What to produce:
Reproduce the records below, substituting "integer pixels" for every occurrence of "whole pixels" and leaving everything else untouched.

..............................

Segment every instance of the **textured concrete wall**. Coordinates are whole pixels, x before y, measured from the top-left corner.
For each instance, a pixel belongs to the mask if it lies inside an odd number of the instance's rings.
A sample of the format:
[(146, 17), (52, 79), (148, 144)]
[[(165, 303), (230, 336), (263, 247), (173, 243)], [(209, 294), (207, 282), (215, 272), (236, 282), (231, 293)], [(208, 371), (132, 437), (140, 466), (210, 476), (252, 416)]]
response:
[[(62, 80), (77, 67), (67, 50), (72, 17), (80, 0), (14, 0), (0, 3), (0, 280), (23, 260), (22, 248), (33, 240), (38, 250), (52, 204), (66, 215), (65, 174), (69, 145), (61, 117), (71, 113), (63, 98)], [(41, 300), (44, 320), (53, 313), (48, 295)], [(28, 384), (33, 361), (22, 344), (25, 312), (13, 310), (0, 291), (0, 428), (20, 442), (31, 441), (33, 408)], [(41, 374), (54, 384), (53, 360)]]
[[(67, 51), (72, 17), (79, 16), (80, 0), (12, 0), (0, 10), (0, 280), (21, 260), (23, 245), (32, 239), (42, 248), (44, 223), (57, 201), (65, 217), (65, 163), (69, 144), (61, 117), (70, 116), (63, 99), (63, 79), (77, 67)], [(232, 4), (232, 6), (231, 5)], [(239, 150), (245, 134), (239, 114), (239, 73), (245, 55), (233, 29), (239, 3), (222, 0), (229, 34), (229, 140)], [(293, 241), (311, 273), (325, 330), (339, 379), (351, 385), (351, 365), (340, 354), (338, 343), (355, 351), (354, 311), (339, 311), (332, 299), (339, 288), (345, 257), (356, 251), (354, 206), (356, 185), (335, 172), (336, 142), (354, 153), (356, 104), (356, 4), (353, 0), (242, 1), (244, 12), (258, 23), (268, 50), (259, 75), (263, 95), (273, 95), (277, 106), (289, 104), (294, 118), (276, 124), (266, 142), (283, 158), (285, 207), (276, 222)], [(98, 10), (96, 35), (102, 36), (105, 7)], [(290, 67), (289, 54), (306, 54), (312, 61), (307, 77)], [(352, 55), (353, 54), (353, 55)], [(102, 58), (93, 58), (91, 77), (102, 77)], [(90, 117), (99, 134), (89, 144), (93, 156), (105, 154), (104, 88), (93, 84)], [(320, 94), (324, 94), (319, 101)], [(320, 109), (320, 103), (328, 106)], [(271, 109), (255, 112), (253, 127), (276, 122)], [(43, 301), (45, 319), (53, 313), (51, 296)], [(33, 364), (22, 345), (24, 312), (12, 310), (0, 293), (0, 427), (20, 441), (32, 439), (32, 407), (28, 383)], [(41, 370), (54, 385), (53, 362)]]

..............................

Output of the task:
Segment every instance of the **textured concrete wall**. Coordinates are integer pixels, x before y, measured from the top-left corner.
For each instance, a pixel belongs to the mask if it lies inside an odd number of the instance's rings.
A sample of the format:
[(146, 17), (52, 79), (148, 144)]
[[(165, 303), (230, 336), (263, 247), (173, 243)], [(209, 294), (207, 282), (215, 272), (236, 282), (231, 293)], [(208, 371), (132, 437), (140, 466), (210, 476), (252, 416)]]
response:
[[(62, 80), (77, 67), (67, 50), (72, 17), (80, 0), (14, 0), (0, 3), (0, 280), (23, 260), (22, 248), (33, 240), (38, 250), (52, 204), (66, 215), (65, 174), (69, 145), (61, 117), (71, 113), (63, 98)], [(41, 300), (44, 320), (53, 313), (48, 295)], [(28, 384), (33, 361), (22, 344), (25, 312), (13, 310), (0, 291), (0, 428), (20, 442), (31, 441), (33, 408)], [(41, 374), (54, 384), (53, 360)]]
[[(67, 51), (72, 17), (79, 16), (80, 0), (12, 0), (0, 10), (0, 280), (21, 260), (23, 245), (32, 239), (42, 248), (44, 223), (57, 201), (65, 217), (65, 163), (69, 144), (61, 117), (70, 116), (63, 99), (63, 79), (77, 67)], [(232, 4), (232, 6), (231, 5)], [(239, 150), (245, 134), (239, 114), (239, 73), (245, 55), (233, 29), (239, 3), (222, 0), (229, 34), (229, 140)], [(293, 241), (311, 273), (325, 330), (339, 379), (351, 385), (351, 365), (340, 354), (338, 343), (355, 351), (354, 311), (339, 311), (332, 299), (339, 288), (345, 257), (356, 251), (354, 206), (356, 185), (335, 172), (336, 142), (354, 153), (356, 104), (356, 4), (353, 0), (242, 1), (244, 12), (258, 23), (268, 50), (259, 75), (263, 95), (273, 95), (277, 106), (289, 104), (294, 118), (276, 124), (266, 142), (283, 158), (285, 207), (276, 222)], [(98, 10), (96, 35), (102, 36), (105, 7)], [(290, 67), (289, 54), (306, 54), (312, 61), (307, 77)], [(352, 55), (353, 54), (353, 55)], [(102, 58), (93, 58), (91, 77), (102, 77)], [(90, 117), (99, 134), (89, 144), (93, 156), (105, 154), (104, 88), (93, 84)], [(320, 94), (324, 94), (319, 101)], [(320, 109), (320, 103), (328, 106)], [(271, 109), (255, 112), (253, 127), (276, 122)], [(43, 301), (45, 319), (53, 313), (51, 296)], [(33, 364), (22, 345), (24, 312), (12, 310), (0, 293), (0, 427), (20, 441), (32, 439), (32, 407), (28, 383)], [(41, 370), (54, 385), (53, 362)]]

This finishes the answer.